** Selected text **
--- Start ---

[llvm] [AArch64] Fix #94909: Optimize vector fmul(sitofp(x), 0.5) -> scvtf(x, 2) (PR #141480)
JP Hafer via llvm-commits
llvm-commits at lists.llvm.org
Mon Jun 16 07:24:26 PDT 2025
https://github.com/jph-13 updated https://github.com/llvm/llvm-project/pull/141480
>From ef6dbc60db790df522ceb6201dd92701d85c79f2 Mon Sep 17 00:00:00 2001
From: JP Hafer <jhafer at mathworks.com>
Date: Tue, 10 Jun 2025 13:53:00 -0400
Subject: [PATCH] [AArch64] Fix #94909: Optimize vector fmul(sitofp(x), 0.5) ->
scvtf(x, 2)
This commit reintroduces the optimization in InstCombine that was previously removed due to limited applicability.
See: #91924
This update targets `fmul(sitofp(x), C)` where `C` is a constant reciprocal of a power of two. For both scalar and vector inputs, if we have `sitofp(X) * C` (where `C` is `1/2^N`), this can be optimized to `scvtf(X, 2^N)`. This eliminates the floating-point multiply by directly converting the integer to a scaled floating-point value.
---
.../Target/AArch64/AArch64ISelDAGToDAG.cpp | 165 ++++++++++++++++++
.../lib/Target/AArch64/AArch64InstrFormats.td | 122 +++++++++++++
.../AArch64/scvtf-div-mul-combine.ll | 71 ++++++++
3 files changed, 358 insertions(+)

--- End ---

** Supplied records **
--- Start ---

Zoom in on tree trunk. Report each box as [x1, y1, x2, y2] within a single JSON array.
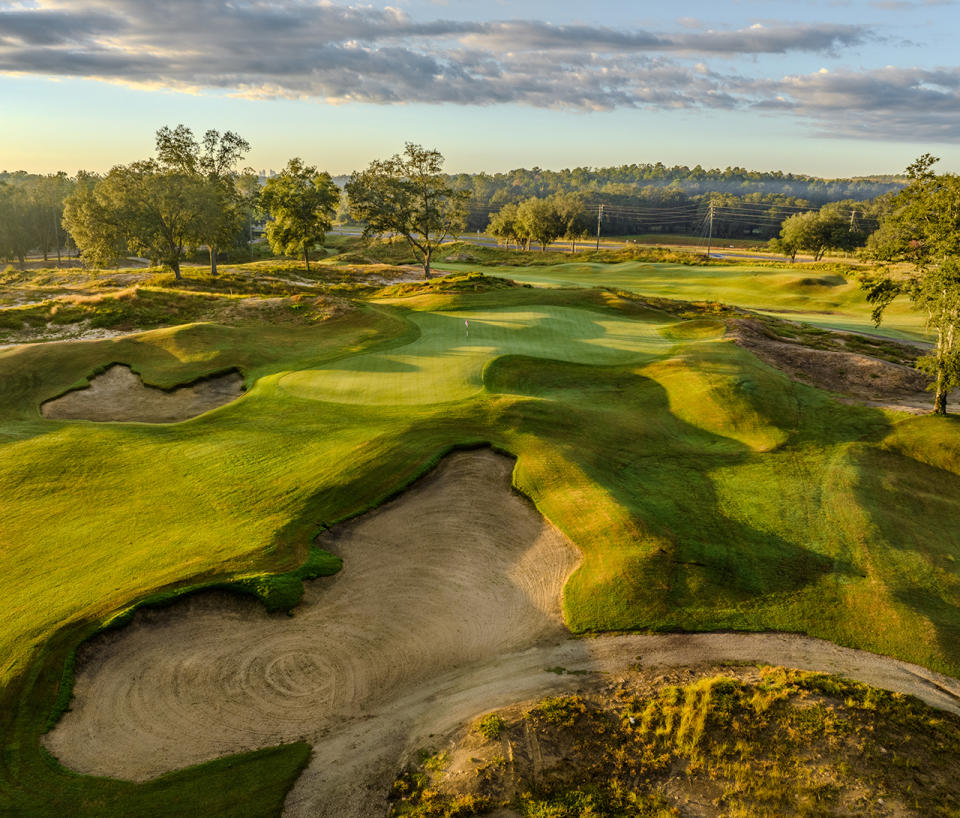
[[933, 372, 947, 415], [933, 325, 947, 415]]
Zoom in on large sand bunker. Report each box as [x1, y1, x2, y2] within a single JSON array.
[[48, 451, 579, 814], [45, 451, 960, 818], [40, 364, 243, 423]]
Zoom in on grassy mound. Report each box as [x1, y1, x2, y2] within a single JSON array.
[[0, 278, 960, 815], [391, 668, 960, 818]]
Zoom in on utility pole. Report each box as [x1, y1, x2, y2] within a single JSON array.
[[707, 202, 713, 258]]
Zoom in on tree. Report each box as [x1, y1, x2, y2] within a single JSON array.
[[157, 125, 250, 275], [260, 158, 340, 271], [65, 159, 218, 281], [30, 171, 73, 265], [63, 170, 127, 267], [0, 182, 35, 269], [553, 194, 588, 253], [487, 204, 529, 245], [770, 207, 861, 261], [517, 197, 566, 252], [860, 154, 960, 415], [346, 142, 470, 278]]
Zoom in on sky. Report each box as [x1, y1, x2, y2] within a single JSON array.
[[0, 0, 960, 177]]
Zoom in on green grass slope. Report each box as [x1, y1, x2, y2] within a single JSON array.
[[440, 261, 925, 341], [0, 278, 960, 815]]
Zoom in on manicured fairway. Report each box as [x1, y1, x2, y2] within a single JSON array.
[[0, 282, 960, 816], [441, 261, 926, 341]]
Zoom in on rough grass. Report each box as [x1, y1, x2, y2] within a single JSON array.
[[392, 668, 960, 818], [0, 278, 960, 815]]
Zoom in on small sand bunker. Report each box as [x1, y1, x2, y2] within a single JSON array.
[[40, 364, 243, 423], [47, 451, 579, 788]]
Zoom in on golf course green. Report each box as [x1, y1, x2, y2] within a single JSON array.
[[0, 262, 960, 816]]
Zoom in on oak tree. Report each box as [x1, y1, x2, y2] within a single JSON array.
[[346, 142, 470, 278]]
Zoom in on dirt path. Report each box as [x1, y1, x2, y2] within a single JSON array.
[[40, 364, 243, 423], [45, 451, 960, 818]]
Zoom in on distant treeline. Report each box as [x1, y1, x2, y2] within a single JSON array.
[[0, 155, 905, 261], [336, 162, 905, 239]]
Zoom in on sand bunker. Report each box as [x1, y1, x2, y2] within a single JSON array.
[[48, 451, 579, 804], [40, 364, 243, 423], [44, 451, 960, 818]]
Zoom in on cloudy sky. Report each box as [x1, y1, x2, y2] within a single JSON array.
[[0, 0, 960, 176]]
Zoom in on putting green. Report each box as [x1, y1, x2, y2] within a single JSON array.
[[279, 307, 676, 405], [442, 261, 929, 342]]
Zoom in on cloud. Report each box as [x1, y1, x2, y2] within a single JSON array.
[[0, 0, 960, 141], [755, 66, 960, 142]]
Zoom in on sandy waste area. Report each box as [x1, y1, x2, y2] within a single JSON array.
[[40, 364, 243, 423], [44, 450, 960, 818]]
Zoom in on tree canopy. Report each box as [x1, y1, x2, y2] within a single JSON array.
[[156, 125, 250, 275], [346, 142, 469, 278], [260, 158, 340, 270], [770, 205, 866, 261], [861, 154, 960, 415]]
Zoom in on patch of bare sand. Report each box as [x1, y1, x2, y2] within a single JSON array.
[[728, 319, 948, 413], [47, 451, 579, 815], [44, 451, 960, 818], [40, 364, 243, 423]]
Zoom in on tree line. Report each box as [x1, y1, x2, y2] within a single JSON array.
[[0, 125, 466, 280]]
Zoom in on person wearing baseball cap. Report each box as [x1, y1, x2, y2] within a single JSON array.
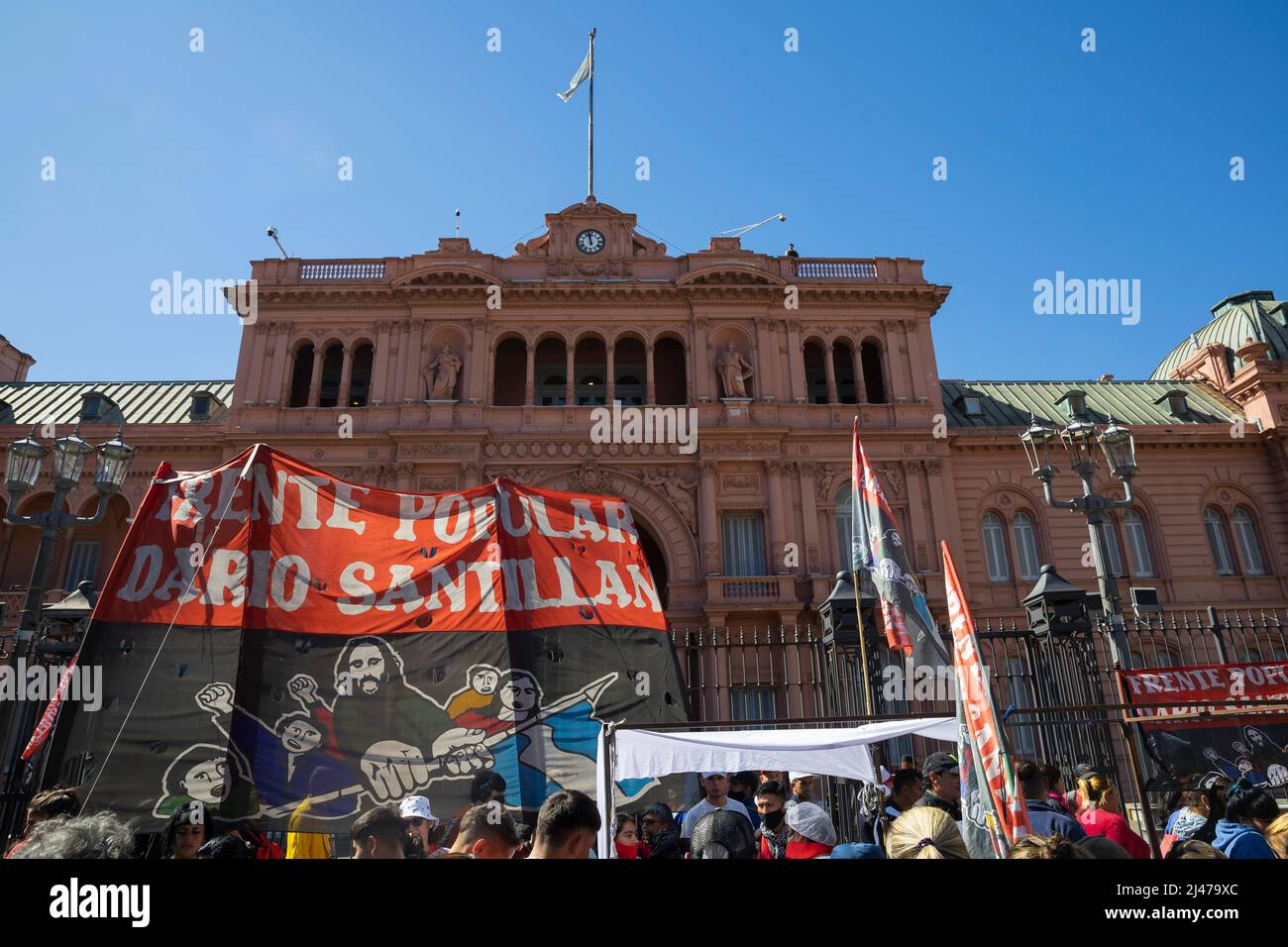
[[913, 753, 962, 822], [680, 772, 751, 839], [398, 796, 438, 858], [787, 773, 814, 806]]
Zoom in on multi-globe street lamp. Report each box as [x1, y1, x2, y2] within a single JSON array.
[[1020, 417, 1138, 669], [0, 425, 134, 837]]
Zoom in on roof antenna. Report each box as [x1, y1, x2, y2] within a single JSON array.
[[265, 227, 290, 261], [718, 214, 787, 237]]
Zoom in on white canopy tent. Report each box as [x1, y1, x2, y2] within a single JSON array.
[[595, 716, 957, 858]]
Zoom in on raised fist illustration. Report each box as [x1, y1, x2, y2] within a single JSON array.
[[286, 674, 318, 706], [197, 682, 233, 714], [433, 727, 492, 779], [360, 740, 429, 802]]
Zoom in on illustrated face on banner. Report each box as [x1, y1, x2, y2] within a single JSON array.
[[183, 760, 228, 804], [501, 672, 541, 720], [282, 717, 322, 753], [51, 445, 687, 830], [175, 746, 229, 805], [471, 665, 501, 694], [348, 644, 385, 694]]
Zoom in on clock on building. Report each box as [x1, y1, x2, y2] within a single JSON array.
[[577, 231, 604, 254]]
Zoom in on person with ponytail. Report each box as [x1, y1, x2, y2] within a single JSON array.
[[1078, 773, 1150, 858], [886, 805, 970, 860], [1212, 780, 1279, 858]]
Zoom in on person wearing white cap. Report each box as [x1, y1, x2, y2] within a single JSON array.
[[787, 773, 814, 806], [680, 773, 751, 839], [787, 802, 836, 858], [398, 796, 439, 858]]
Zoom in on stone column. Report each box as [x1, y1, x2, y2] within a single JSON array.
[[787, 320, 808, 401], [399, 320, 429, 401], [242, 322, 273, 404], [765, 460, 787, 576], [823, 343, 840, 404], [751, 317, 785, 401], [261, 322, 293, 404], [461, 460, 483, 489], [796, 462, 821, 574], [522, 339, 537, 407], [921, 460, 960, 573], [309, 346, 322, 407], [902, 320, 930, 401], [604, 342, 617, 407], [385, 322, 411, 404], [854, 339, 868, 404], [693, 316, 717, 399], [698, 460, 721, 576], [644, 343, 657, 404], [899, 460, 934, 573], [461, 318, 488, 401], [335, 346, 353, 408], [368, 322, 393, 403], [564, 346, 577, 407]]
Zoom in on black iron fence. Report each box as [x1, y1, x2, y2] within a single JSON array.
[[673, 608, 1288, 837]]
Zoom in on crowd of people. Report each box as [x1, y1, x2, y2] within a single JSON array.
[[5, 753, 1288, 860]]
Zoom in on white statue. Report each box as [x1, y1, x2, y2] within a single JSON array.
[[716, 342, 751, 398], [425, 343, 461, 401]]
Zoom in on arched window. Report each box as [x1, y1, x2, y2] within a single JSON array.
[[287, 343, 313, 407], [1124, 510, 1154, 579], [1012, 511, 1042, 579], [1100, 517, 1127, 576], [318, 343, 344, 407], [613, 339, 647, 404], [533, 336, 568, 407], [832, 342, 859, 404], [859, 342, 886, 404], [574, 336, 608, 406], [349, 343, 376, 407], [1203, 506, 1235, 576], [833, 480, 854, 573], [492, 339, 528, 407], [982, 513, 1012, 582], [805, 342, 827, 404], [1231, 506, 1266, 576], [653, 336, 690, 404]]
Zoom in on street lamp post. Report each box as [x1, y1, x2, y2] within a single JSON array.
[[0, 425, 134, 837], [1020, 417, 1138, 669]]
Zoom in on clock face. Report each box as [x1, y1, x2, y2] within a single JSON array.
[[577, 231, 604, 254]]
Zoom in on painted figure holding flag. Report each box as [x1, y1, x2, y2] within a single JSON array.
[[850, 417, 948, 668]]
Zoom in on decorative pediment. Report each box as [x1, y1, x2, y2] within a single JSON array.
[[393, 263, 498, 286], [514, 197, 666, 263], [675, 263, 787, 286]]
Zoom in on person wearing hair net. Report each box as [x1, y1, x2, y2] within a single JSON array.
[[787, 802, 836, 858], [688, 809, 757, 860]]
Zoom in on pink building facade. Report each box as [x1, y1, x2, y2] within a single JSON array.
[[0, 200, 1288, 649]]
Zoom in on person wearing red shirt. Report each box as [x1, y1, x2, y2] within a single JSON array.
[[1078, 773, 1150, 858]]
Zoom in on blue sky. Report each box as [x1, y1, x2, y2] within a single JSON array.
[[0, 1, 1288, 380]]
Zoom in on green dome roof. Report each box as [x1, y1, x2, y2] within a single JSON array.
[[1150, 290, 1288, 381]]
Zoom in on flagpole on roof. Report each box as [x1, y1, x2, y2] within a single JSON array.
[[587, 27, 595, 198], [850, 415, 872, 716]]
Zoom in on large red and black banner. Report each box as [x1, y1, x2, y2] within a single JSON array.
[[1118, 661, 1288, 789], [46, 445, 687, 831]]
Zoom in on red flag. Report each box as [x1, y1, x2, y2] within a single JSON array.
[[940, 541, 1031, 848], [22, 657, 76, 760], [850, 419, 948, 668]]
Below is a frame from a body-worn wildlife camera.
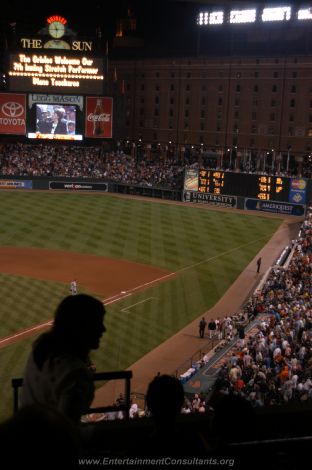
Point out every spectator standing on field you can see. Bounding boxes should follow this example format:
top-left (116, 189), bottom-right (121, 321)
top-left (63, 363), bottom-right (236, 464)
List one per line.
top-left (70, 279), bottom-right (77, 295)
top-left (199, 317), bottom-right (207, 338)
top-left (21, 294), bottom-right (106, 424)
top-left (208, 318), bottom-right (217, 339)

--- End ---

** What this exercise asks **
A. From the patch message, output the passage starting with "JP Hafer via" and going on through "to limited applicability.", copied word for word.
B. Answer these questions from the patch message, one answer per line and marked the same way:
(i) What is the pull request number?
(ii) Which operation does the optimization eliminate?
(iii) How many insertions does the closing summary report?

** List of solutions **
A.
JP Hafer via llvm-commits
llvm-commits at lists.llvm.org
Mon Jun 16 07:24:26 PDT 2025
https://github.com/jph-13 updated https://github.com/llvm/llvm-project/pull/141480
>From ef6dbc60db790df522ceb6201dd92701d85c79f2 Mon Sep 17 00:00:00 2001
From: JP Hafer <jhafer at mathworks.com>
Date: Tue, 10 Jun 2025 13:53:00 -0400
Subject: [PATCH] [AArch64] Fix #94909: Optimize vector fmul(sitofp(x), 0.5) ->
scvtf(x, 2)
This commit reintroduces the optimization in InstCombine that was previously removed due to limited applicability.

B.
(i) 141480
(ii) The floating-point multiply
(iii) 358